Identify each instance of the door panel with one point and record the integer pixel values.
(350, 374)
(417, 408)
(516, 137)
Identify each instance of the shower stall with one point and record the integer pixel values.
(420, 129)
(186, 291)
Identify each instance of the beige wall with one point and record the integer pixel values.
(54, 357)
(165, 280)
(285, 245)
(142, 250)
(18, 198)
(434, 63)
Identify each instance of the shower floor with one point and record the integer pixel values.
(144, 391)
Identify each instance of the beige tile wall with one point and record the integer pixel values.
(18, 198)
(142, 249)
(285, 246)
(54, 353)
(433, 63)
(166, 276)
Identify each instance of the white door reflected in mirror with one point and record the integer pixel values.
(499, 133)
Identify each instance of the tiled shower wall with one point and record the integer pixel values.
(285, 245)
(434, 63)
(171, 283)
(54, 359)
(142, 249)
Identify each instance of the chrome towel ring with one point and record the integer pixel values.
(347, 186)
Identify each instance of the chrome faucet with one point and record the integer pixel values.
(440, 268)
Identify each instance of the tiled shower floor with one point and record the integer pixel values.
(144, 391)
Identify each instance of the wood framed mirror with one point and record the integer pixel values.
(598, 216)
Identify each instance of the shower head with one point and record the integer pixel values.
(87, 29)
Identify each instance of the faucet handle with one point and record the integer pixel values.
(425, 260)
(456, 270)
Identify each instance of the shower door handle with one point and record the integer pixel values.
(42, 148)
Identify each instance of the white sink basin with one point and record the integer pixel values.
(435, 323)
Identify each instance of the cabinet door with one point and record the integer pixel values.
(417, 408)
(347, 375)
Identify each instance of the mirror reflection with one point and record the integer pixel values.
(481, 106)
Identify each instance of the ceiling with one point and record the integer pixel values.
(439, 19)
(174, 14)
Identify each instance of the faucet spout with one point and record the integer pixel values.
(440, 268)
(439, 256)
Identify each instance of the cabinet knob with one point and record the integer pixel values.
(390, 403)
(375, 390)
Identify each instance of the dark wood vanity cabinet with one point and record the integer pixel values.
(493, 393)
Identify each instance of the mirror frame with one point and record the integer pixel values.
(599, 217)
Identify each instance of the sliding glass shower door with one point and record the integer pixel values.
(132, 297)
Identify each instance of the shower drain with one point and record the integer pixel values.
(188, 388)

- _EXERCISE_
Rewrite all of the entries above, changing "pixel values" to "pixel coordinates" wherever it occurs and keeping everything else the same.

- _ANSWER TO THIS EXERCISE_
Identify each instance of the door panel with one point and record the integer pixel coordinates.
(350, 374)
(417, 408)
(516, 137)
Identify each instance of the shower stall with one point and record the integer pixel coordinates.
(420, 129)
(186, 291)
Identify each instance of the beige wall with one point and record the integer pixel coordinates.
(54, 357)
(165, 280)
(285, 245)
(142, 250)
(18, 198)
(434, 63)
Identify each instance of the shower floor with one point and record the integer pixel coordinates.
(144, 391)
Identify each instance of the beige tile wall with one point and record the integer pixel coordinates.
(18, 198)
(142, 249)
(285, 246)
(54, 353)
(433, 63)
(166, 276)
Identify each instance of the white door reflected in mirror with one point and record the integer pixel coordinates.
(499, 133)
Identify each instance of the tiled shower wall with one point and record the integer pixel coordinates.
(285, 245)
(434, 63)
(171, 283)
(54, 359)
(142, 249)
Identify each instance of the chrome towel ring with one point and record the integer pixel coordinates.
(347, 186)
Identify each instance of the chrome faucet with one point and record the integer pixel coordinates.
(440, 268)
Identify each instance of the tiled shower floor with one point and record the integer pixel coordinates.
(144, 391)
Identify each instance of the wood framed mirror with one point and record the integer pixel coordinates.
(598, 216)
Identify each instance of the shower head with one point and record the integer pixel coordinates.
(87, 29)
Identify each instance of the faucet handle with one point and record the integer pixel coordinates.
(425, 260)
(456, 270)
Identify each instance of the shower door handle with one point and record the integer pixel coordinates.
(42, 148)
Identify each instance of the white sink basin with one point and record the integer pixel coordinates.
(435, 323)
Identify each instance of the cabinet door with one point and record the integer pixel coordinates.
(417, 408)
(347, 375)
Identify each instance of the mirror reflection with one point and record the integer pixel coordinates.
(481, 106)
Identify each instance of the ceiling with one point and record the integer pixel coordinates.
(439, 19)
(174, 14)
Identify each instance of the faucet spout with one point and record the integer pixel coordinates.
(440, 268)
(439, 256)
Identify each instance of the cabinet knob with one point and record the integer pixel coordinates.
(390, 403)
(375, 390)
Identify each instance of the dark wood vanity cabinet with one point and record the integer pixel coordinates.
(493, 393)
Identify each instance of the mirror frame with one point and record the integer pixel coordinates.
(599, 217)
Identify each instance of the sliding glass shower door with one point and record the integer pixel coordinates.
(132, 297)
Identify each instance of the shower drain with one point and record the integer pixel coordinates.
(188, 388)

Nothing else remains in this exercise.